DATA PROVIDED =
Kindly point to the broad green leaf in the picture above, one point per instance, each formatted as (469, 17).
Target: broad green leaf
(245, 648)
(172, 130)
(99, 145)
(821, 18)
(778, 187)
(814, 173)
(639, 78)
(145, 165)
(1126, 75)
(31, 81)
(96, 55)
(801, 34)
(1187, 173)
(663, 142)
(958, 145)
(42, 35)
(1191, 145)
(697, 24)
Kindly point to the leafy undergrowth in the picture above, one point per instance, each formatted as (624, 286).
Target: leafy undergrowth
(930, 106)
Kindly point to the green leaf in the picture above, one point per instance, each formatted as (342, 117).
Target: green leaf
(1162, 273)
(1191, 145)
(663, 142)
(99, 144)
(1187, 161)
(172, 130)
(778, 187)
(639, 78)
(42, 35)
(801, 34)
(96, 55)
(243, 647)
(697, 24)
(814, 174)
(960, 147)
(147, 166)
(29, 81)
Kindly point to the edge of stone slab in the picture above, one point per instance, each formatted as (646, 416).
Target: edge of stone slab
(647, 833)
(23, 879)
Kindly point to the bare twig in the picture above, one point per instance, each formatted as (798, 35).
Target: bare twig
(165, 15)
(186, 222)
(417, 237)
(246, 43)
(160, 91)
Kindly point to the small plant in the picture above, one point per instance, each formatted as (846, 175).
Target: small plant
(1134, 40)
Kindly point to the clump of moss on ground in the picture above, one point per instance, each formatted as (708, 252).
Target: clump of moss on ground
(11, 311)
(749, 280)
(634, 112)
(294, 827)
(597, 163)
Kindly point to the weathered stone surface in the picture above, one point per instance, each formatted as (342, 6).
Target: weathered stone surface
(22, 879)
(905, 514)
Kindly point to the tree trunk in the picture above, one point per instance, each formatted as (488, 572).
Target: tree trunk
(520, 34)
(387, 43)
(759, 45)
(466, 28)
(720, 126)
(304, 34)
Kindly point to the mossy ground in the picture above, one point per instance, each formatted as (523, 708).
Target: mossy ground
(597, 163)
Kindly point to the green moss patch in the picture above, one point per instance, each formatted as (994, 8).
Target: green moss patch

PROMPT =
Rewrite all of the data above as a numbered list, omitting any blank lines.

RESPONSE =
1. Kindly point to the broad green leaf in the picture above, one point per instance, each formatted as (469, 17).
2. Target: broad green leaf
3. (245, 648)
4. (172, 130)
5. (99, 145)
6. (821, 18)
7. (778, 187)
8. (814, 173)
9. (639, 78)
10. (145, 165)
11. (1126, 75)
12. (31, 81)
13. (96, 55)
14. (801, 34)
15. (1187, 173)
16. (663, 142)
17. (958, 145)
18. (42, 35)
19. (1191, 145)
20. (697, 24)
21. Kindly point to the leafy undergrowth in the picture above, one point per instance, each formatted as (624, 286).
22. Target: leafy undergrowth
23. (930, 106)
24. Kindly point to the green leaf in the picture above, one point per instance, each formatted as (342, 117).
25. Target: green leaf
26. (1162, 273)
27. (1191, 145)
28. (663, 142)
29. (99, 144)
30. (1187, 161)
31. (172, 130)
32. (778, 187)
33. (639, 78)
34. (42, 35)
35. (801, 34)
36. (96, 55)
37. (243, 647)
38. (697, 24)
39. (814, 174)
40. (960, 147)
41. (147, 166)
42. (29, 81)
43. Kindly point to the edge of stone slab in the picture above, one point per instance, each formatted as (646, 416).
44. Target: edge of stone slab
45. (647, 833)
46. (23, 879)
47. Kindly point to the bare twig in the picture above, one point per instance, each formatted as (798, 35).
48. Target: bare twig
49. (165, 15)
50. (186, 222)
51. (417, 237)
52. (246, 43)
53. (160, 91)
54. Kindly point to the small plant in the picture above, one point per instance, each formatted as (846, 175).
55. Target: small plant
56. (1134, 40)
57. Kindly point to the clump of moss on ground in the picture above, one point per instance, each formatted as (708, 252).
58. Target: clump of moss on ground
59. (11, 311)
60. (749, 280)
61. (634, 112)
62. (294, 827)
63. (597, 163)
64. Kindly point to the weathered stone surface in the picture above, one point per instance, each formatted as (342, 6).
65. Target: weathered stone surface
66. (22, 879)
67. (905, 514)
68. Kindly point to the tree trunk in the picture above, one point per instance, each formatted as (488, 572).
69. Target: tree trunk
70. (520, 34)
71. (387, 43)
72. (759, 45)
73. (466, 28)
74. (720, 126)
75. (304, 34)
76. Kindly point to the mossy ground in the picture above, one point per instance, each formatted as (523, 708).
77. Target: mossy ground
78. (597, 163)
79. Kindly point to the green moss patch in the picture above, one point per instance, each formatted as (994, 8).
80. Target: green moss patch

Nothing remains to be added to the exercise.